[start Source records]

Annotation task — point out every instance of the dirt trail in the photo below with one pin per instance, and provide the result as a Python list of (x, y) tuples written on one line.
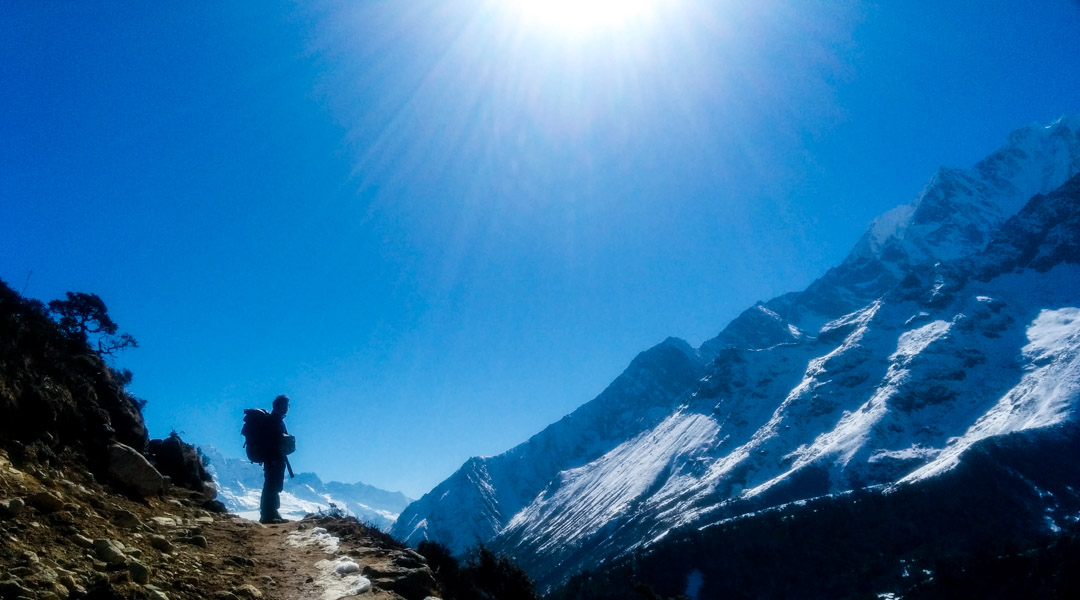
[(64, 534), (289, 571)]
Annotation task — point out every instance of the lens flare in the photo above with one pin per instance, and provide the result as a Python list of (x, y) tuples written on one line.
[(581, 16)]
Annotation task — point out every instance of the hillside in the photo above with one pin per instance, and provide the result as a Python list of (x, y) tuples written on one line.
[(240, 481), (90, 507)]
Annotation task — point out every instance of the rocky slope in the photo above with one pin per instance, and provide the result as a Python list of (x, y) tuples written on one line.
[(90, 507), (240, 483), (954, 319)]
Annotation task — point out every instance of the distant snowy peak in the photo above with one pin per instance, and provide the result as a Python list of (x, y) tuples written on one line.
[(959, 208), (956, 321), (955, 216), (240, 487), (481, 498)]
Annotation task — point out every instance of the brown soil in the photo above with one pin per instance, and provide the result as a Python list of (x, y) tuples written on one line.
[(190, 553)]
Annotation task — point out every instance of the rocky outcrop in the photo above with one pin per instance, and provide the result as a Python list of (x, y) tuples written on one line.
[(133, 472)]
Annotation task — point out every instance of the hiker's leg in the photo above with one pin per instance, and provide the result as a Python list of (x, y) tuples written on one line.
[(273, 481)]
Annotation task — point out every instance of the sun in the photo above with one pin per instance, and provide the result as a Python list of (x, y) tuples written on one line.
[(582, 16)]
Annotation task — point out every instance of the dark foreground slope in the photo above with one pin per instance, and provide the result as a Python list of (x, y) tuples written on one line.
[(1002, 525), (91, 508)]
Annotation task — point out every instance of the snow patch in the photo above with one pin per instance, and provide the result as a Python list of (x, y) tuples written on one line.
[(315, 536), (340, 578), (1044, 396)]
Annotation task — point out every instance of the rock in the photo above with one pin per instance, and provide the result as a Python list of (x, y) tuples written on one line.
[(241, 561), (108, 551), (140, 573), (346, 567), (133, 472), (196, 541), (161, 544), (13, 588), (165, 521), (127, 519), (410, 583), (11, 508), (247, 591), (70, 583), (45, 502)]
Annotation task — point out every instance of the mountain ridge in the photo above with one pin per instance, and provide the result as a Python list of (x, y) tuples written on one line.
[(240, 483), (841, 385)]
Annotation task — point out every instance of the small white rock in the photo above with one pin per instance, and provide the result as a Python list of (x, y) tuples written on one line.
[(346, 567)]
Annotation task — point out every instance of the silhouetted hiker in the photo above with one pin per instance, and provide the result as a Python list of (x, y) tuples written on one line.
[(269, 442)]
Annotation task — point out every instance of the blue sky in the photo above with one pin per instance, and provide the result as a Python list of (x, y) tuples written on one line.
[(442, 226)]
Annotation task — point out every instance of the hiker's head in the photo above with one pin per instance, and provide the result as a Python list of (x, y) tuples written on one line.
[(281, 405)]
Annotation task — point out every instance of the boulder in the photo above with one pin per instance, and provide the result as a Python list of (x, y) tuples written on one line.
[(133, 472), (11, 508), (139, 572), (45, 502), (108, 551)]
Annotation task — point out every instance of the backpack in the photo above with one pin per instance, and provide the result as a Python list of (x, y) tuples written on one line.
[(258, 435)]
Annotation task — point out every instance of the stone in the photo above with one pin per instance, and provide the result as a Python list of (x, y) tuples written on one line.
[(241, 561), (346, 567), (108, 551), (13, 588), (127, 519), (70, 583), (133, 472), (247, 591), (11, 508), (45, 502), (165, 521), (161, 544), (140, 573), (196, 541), (410, 583)]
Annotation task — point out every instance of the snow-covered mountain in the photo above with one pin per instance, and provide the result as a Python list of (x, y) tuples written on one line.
[(955, 318), (240, 485)]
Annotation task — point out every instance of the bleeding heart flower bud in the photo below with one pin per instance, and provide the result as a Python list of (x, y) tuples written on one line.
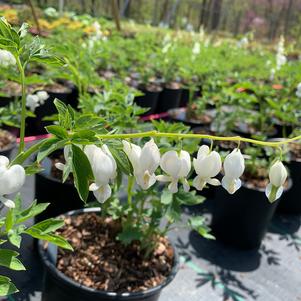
[(104, 168), (11, 180), (145, 161), (278, 176), (234, 167), (207, 166), (177, 166)]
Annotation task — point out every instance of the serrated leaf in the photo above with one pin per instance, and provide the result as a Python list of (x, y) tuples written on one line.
[(8, 258), (6, 287), (57, 130)]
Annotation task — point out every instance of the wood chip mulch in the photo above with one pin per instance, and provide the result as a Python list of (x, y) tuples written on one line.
[(101, 262)]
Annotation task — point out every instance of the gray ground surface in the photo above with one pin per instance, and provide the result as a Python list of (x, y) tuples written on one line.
[(208, 269)]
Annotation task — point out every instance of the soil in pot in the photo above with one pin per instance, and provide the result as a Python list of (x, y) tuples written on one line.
[(7, 143), (241, 220), (290, 202), (62, 197), (149, 99), (169, 98), (36, 125), (101, 268)]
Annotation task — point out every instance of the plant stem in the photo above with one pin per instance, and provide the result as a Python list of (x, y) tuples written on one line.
[(23, 100), (198, 136)]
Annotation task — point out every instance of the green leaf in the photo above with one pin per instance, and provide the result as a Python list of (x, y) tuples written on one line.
[(46, 226), (82, 172), (6, 287), (33, 210), (8, 258), (65, 118), (198, 224), (166, 197), (49, 146), (57, 130)]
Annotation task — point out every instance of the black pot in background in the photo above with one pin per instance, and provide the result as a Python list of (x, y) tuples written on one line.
[(241, 219), (148, 100), (290, 202), (169, 99), (7, 150), (36, 125), (59, 287), (62, 197)]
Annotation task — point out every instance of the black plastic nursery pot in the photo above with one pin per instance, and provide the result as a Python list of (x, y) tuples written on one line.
[(169, 99), (7, 149), (241, 220), (148, 100), (290, 202), (62, 197), (59, 287)]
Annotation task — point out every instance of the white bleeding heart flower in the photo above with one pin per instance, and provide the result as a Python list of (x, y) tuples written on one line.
[(104, 169), (7, 58), (177, 167), (207, 165), (32, 102), (60, 165), (278, 176), (43, 96), (144, 160), (234, 167), (11, 180)]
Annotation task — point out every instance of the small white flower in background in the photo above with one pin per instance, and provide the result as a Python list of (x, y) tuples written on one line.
[(177, 167), (145, 161), (104, 168), (277, 175), (196, 50), (234, 166), (35, 100), (42, 95), (32, 102), (60, 165), (11, 180), (7, 58), (207, 165), (23, 30), (242, 42), (298, 92)]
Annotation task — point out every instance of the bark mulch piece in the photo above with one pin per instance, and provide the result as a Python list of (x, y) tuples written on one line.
[(101, 262)]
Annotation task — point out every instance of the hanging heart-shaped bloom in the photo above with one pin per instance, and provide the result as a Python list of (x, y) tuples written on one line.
[(207, 165), (278, 176), (145, 161), (234, 167), (177, 167), (7, 58), (104, 169), (11, 180)]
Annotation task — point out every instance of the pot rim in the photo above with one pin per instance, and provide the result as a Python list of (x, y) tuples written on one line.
[(71, 283)]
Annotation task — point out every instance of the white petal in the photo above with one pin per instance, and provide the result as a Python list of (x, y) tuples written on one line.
[(234, 164), (103, 193), (231, 184), (173, 186), (277, 174), (6, 202), (163, 178)]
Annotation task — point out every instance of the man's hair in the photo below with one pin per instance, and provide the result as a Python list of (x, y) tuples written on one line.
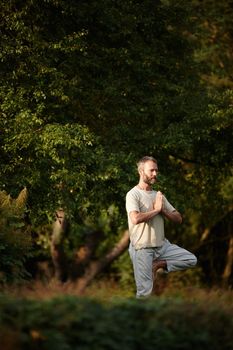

[end Source records]

> Task instructions:
Rewrite all of the material above, swapping "one pin per instance" for "a single marker for each instance" wherever it occurs and keeping everything else the same. Omit the pictures.

> Response:
Annotation task — point out every instance of the dirt trail in the photo below with a single marker for each instance, and provide the result as a Python list of (x, y) tuples written on one line.
[(64, 534), (289, 571)]
Annotation task — point out every instance of the lens flare in the photo above with a single marker for each instance, and provide the result as a Python list of (x, y) tuples written on one line.
[(581, 16)]
Annotation task — point out every instance of the hillside in the photo above with a single marker for each instance, and provide the result as a Python list of (x, y) tuples written on one line.
[(240, 481), (90, 507)]
Annotation task — point out every instance of the rocky slope in the photo above with a single marker for each instance, and provide the result as a Python list of (x, y) tuples written on one line.
[(90, 507), (240, 483), (954, 319)]
Annotation task — point out every instance of the distant snowy peak in the photo above with a single marker for each instance, and provide the result as a Python list of (x, y) tuples written on one line.
[(959, 208), (956, 321), (955, 216), (240, 487), (481, 498)]
Annotation task — point out every instance of the brown soil in the photo above with a single marker for each instance, and provide the result as a Python list of (x, y) tuples written on one line.
[(190, 553)]
Annotation task — point out every instance of the rocky outcrop in the photo above with a single marker for each instance, and provide the result as a Python list of (x, y) tuples written on one line.
[(133, 472)]
Annotation task — point out every instance of the hiker's leg in the photo above with a single marker for each instance, and provide the result as a Python list of (x, y) tuples written on one line.
[(273, 481)]
Annotation task — point out every instance of the sun in the photo above with a single marker for each instance, and provide the result as a Python list of (x, y) tuples written on one line.
[(582, 16)]
Annotation task — point out every instance of the dark foreground slope in the photo above with a single marker for each instance, and provide the result as a Python list of (x, y) tuples written on one line.
[(1002, 525), (91, 508)]
Annotation task — point out every instance of the snow patch in the photo above with a single marker for each instance, and provide the result as a Python list of (x, y) tuples written on one line.
[(315, 536), (340, 578), (1044, 396)]
Annotation task — point out every instance of the rock in the photo above with a single marker for each instance, and provide the result as a Python list of (x, y) tuples written on one line.
[(241, 561), (108, 551), (140, 573), (346, 567), (133, 472), (196, 541), (161, 544), (13, 588), (165, 521), (127, 519), (410, 583), (11, 508), (247, 591), (70, 583), (45, 502)]
Annotation task — point out every instance of the mountain ridge in the photo above with a single marker for each instance, and provide the result as a Python list of (x, y) tuples written on one line.
[(240, 483), (841, 385)]
Annotation task — point out every instance of the small white rock in the photo above with a single marker for each instance, and provide the result as a Python list of (x, y) tuples written on one line.
[(346, 567)]
Annotation task — point out every instance of the silhouetted hiker in the photo above with a single marker for each instance, and provide the result as a Python list of (x, y) tuples written on one line.
[(269, 442)]
Annotation task — point out every instance of the blue sky in the photo above with a single marker for each instance, and provide the result as a Python list of (x, y) tuples written on one line.
[(442, 226)]
Annotation task — point out every instance of the hiker's head in the photo above with a single marker for each instance, and provide the result as a Python list of (x, y) tuples written on one line.
[(281, 405)]
Annotation task — point out every instance of the boulder in the photo above with a single marker for each instance, and provide the result as a Python list of (x, y) tuples written on one line.
[(133, 472), (11, 508), (139, 572), (45, 502), (108, 551)]
Annotation task — point out every instance of the backpack in the photo above with a single marker for each instance, and provide the result as a Python list of (x, y) tuples written on one line.
[(258, 435)]
Annotation task — point out every instance of the stone in the photo above with a single marker for each instance, and provide the result as a Python list of (x, y) tuples written on one line.
[(241, 561), (346, 567), (108, 551), (13, 588), (127, 519), (70, 583), (133, 472), (247, 591), (11, 508), (45, 502), (165, 521), (161, 544), (140, 573), (196, 541), (410, 583)]
Annotation task — point out every instance of the snow-covered mountain in the photo above with a single marker for each instance, and provide the result as a Python list of (x, y) tuples written on one line.
[(955, 318), (240, 485)]
Annotation task — point out every instance of the bleeding heart flower bud in the photo below with a single marker for each instance, and provide the result as a Python list of (x, y) tuples written on one line.
[(104, 168), (11, 180), (145, 161), (278, 176), (234, 167), (207, 166), (177, 166)]
Annotation task — point out every instance of the serrated leaf in the photo above with a single marker for each instance, and provide the result as a Python list of (x, y) tuples written on one line.
[(8, 258), (6, 287), (57, 130)]
Annotation task — point out every instance of the wood chip mulch in the photo above with a single marker for each instance, and provide the result as a Python list of (x, y) tuples written on one line.
[(101, 262)]
Annotation task — point out every instance of the gray ground surface in the photo above with a single marker for each instance, and provide the result as a Python list of (x, y) tuples written on one line.
[(208, 269)]
Annotation task — point out every instance of the soil in pot in the photo above with a single marker for each instance, and provide the result as a Python list of (x, y) tuples written on one line.
[(7, 143), (241, 220), (290, 202), (62, 197), (149, 99), (169, 98), (36, 125), (101, 268)]
Annotation task — point out every instance of the plant stem in the photo above with a single marker for each instance, and provide the result as a Python list of (x, y) tuples written on one line.
[(23, 100), (198, 136)]
Annotation task — point out every instance of the green leaf in the photo above with a single marker for each instance, and provide the result as a Python list of (x, y) tuples written on one line.
[(46, 226), (82, 172), (6, 287), (33, 210), (8, 258), (65, 118), (198, 224), (166, 197), (49, 146), (57, 130)]
Annotation task — point out every instance of the black pot in background in the photo above with a single marker for each instance, and provide the result as a Python list of (x, y) tuples written on one line.
[(241, 219), (148, 100), (290, 202), (169, 99), (7, 150), (36, 125), (59, 287), (62, 197)]
Annotation task — point out every instance of the black plastic nursery pot in the photo above with a single marker for each instance, and provide the result as a Python list of (x, y) tuples written on one line.
[(169, 99), (7, 149), (241, 220), (148, 100), (290, 202), (62, 197), (59, 287)]
Annotation task — point out every instance of the white bleeding heart flower in the photo above with a single marker for each instance, and provide the result as a Python list of (x, y) tuples written on one line.
[(104, 169), (7, 58), (177, 167), (207, 165), (32, 102), (60, 165), (278, 176), (43, 96), (144, 160), (234, 167), (11, 180)]
Annotation task — point out every instance of the small white flower in background in the photo above with a single marker for each instance, and provide the result as a Python list of (x, y) tuples written on one line.
[(177, 167), (145, 161), (104, 168), (277, 175), (196, 50), (234, 166), (35, 100), (42, 95), (32, 102), (60, 165), (11, 180), (7, 58), (207, 165), (23, 30), (242, 42), (298, 92)]
Annotation task — point out every instance of the bark mulch piece in the photo above with a single marker for each instance, and provide the result as a Python list of (x, y) tuples written on one line.
[(101, 262)]
Annotation task — point out every instance of the hanging heart-shaped bloom in the photo above with a single marker for each instance, and provide the result as a Python list of (x, y) tuples written on one line.
[(207, 165), (278, 176), (145, 161), (234, 167), (177, 167), (7, 58), (104, 169), (11, 180)]
Annotation task — point out every instance of the pot rim in the photo above with a single marker for each instance, and provide the result as a Python list of (x, y) tuples written on one line.
[(71, 283)]
Annotation task — point out every instance of the white petal in the photo above with a single marker for each instance, and provide the result as a Python list of (x, y) tuples written on one line.
[(234, 164), (103, 193), (231, 184), (173, 186), (277, 174), (6, 202), (163, 178)]
Annotation task — point out every instance of the man's hair in the photo below with a single marker for each instance, and provide the result as a Python list of (x, y) tuples written on one line.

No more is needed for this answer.